##### Data extract

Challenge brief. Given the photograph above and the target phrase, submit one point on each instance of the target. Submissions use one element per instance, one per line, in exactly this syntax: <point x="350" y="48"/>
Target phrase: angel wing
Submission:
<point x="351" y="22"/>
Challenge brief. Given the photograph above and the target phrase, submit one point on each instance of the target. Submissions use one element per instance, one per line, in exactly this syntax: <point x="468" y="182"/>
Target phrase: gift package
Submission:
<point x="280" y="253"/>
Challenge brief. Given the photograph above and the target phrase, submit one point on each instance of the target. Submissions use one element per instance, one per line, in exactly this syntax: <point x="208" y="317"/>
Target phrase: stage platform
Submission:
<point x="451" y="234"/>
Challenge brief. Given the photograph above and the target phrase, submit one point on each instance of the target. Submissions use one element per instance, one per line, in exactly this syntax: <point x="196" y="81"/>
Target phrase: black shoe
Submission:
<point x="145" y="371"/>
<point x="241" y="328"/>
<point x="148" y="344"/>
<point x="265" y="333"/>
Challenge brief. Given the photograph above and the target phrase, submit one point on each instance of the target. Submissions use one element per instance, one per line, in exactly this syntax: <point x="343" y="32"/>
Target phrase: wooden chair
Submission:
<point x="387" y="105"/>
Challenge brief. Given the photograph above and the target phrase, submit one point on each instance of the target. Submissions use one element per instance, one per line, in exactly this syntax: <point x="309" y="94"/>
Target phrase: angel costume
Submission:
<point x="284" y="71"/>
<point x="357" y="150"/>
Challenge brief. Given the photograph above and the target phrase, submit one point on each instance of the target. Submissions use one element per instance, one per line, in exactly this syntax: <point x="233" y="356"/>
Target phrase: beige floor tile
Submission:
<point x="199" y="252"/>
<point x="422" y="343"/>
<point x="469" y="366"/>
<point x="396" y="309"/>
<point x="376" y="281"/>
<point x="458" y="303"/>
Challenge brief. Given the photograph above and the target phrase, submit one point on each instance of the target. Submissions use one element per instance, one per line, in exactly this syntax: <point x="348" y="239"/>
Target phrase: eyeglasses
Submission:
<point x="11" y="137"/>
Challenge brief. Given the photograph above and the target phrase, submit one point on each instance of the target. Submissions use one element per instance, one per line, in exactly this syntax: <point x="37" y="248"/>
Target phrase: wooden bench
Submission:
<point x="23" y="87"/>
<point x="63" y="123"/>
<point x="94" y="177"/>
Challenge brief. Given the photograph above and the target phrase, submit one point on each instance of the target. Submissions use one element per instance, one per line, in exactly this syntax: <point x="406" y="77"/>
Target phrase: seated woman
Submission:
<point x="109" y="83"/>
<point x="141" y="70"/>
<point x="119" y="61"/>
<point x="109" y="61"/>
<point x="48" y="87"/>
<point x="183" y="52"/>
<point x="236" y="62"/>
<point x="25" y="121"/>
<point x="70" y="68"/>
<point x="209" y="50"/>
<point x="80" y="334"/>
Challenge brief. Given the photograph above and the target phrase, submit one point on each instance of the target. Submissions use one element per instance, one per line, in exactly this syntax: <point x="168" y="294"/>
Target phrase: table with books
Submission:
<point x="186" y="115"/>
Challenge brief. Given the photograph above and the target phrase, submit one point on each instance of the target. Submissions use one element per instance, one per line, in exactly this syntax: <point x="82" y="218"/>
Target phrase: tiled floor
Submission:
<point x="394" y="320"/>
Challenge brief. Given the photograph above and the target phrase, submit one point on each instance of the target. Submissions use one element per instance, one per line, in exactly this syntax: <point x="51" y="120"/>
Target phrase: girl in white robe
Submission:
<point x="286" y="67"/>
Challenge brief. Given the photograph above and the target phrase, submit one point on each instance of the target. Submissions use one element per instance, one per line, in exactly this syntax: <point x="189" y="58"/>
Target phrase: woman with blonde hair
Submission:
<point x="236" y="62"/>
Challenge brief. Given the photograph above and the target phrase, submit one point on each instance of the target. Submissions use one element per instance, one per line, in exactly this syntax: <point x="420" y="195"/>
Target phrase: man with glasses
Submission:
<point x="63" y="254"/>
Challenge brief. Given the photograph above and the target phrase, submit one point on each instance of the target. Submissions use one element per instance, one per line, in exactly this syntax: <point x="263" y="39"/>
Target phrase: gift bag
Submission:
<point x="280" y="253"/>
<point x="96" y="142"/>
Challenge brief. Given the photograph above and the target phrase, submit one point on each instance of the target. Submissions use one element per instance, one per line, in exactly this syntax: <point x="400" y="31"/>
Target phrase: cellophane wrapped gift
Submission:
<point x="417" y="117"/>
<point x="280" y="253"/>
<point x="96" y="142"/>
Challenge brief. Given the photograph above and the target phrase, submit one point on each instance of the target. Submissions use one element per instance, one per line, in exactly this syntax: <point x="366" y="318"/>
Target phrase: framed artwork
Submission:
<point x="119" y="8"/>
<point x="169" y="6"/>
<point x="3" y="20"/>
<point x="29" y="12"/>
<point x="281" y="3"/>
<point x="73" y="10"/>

##########

• Task to complete:
Print all of the entries exactly as they are written.

• Response:
Challenge brief. Given the photograph above and the target phrase, submit one point on each instance of the target. Submissions use one element per instance, one per line, in exactly this syntax: <point x="350" y="48"/>
Target phrase: angel wing
Submission:
<point x="351" y="22"/>
Challenge brief. Given the photograph above and the target phrase, submit one point on each instance of the target. Submissions use one element per instance, one per line, in exactly this syntax: <point x="468" y="182"/>
Target phrase: gift package
Submission:
<point x="280" y="253"/>
Challenge brief. Given the photograph above and the target phrase, submit one point on each instance of the target. Submissions use one element per instance, one per line, in exactly this syntax: <point x="208" y="317"/>
Target phrase: stage platform
Submission:
<point x="451" y="234"/>
Challenge brief. Given the photograph above and the target phrase, submit one point on each instance of the target. Submissions use one element per instance, one per line, in exactly this syntax: <point x="196" y="81"/>
Target phrase: black shoe
Submission:
<point x="145" y="371"/>
<point x="241" y="328"/>
<point x="148" y="344"/>
<point x="265" y="333"/>
Challenge brief. Given the photograph above and the target phrase, submit one point on each instance of the target. Submissions use one element per instance, one per line, in exactly this syntax: <point x="343" y="32"/>
Target phrase: wooden chair
Submission:
<point x="387" y="105"/>
Challenge brief. Given the photograph above and the target phrase, submit one point on each instance of the target. Submissions use one element per instance, one per line, in exactly this syntax: <point x="309" y="94"/>
Target phrase: angel costume
Submission:
<point x="284" y="71"/>
<point x="357" y="150"/>
Challenge brief. Given the photograph above and the target phrase, submit one point on each instance of the target. Submissions use one element per instance, one per line, in exactly this syntax: <point x="233" y="356"/>
Target phrase: beige floor tile
Submission:
<point x="199" y="252"/>
<point x="422" y="343"/>
<point x="469" y="366"/>
<point x="396" y="309"/>
<point x="376" y="281"/>
<point x="458" y="303"/>
Challenge brief. Given the photograph above and the target phrase, submit one point on each instance of the target. Submissions use one element per instance, one per line, in exactly this syntax: <point x="348" y="239"/>
Target phrase: eyeglasses
Submission:
<point x="11" y="137"/>
Challenge brief. Given the photograph above and the target phrase, submit one point on each instance of the target. Submissions use one element per instance, one per line, in exactly this syntax: <point x="37" y="248"/>
Target phrase: wooden bench
Submission:
<point x="23" y="87"/>
<point x="63" y="123"/>
<point x="94" y="177"/>
Challenge brief. Given the photograph above and the target phrase, submit one point on each instance of the target. Submissions use one element per instance, one per line, in exactly this syntax: <point x="406" y="77"/>
Target phrase: seated woman
Submission:
<point x="109" y="83"/>
<point x="141" y="70"/>
<point x="119" y="61"/>
<point x="109" y="61"/>
<point x="48" y="87"/>
<point x="183" y="52"/>
<point x="236" y="62"/>
<point x="25" y="121"/>
<point x="70" y="68"/>
<point x="209" y="50"/>
<point x="80" y="334"/>
Challenge brief. Given the photograph above and the target phrase, submit one point on each instance of the target. Submissions use one element per instance, one per line, in exactly this syntax: <point x="168" y="294"/>
Target phrase: table with books
Submission:
<point x="186" y="115"/>
Challenge brief. Given the photograph above and the target phrase, submit one point on each instance of the target. Submissions use one element per instance, one per line, in exactly this syntax: <point x="82" y="218"/>
Target phrase: tiled floor
Submission:
<point x="394" y="320"/>
Challenge brief. Given the photograph above and the target phrase, submit one point on each instance of the target. Submissions use one element per instance, one per line, in exactly this syntax: <point x="51" y="120"/>
Target phrase: girl in white robe
Submission:
<point x="286" y="67"/>
Challenge brief. Given the photograph above and the target phrase, submit one point on each instance of the target. Submissions use one element per instance, one per line, in exactly this syntax: <point x="189" y="58"/>
Target phrase: woman with blonde hair
Submission:
<point x="236" y="62"/>
Challenge brief. Given the photograph above and the target phrase, submit one point on each instance of the target. Submissions use one element per instance, one per line, in exactly this syntax: <point x="420" y="195"/>
Target phrase: man with glasses
Submission:
<point x="63" y="254"/>
Challenge brief. Given the photograph above and the target phrase, submit one point on each instance of the target. Submissions use one element per instance, one per line, in exactly this syntax: <point x="263" y="39"/>
Target phrase: gift bag
Submission:
<point x="280" y="253"/>
<point x="96" y="142"/>
Challenge brief. Given the photograph above and the target phrase, submit one point on each instance of the target. Submissions use one element per instance, one per line, in exactly this syntax: <point x="400" y="31"/>
Target phrase: cellophane wrapped gift
Submission:
<point x="417" y="117"/>
<point x="280" y="253"/>
<point x="96" y="142"/>
Challenge brief. Given the photograph above and the target phrase, submit one point on each instance of the target. Submissions use one element per instance, one per line, in exactly this syntax: <point x="366" y="318"/>
Target phrase: framed artwork
Submission:
<point x="119" y="8"/>
<point x="169" y="6"/>
<point x="3" y="20"/>
<point x="29" y="12"/>
<point x="281" y="3"/>
<point x="73" y="10"/>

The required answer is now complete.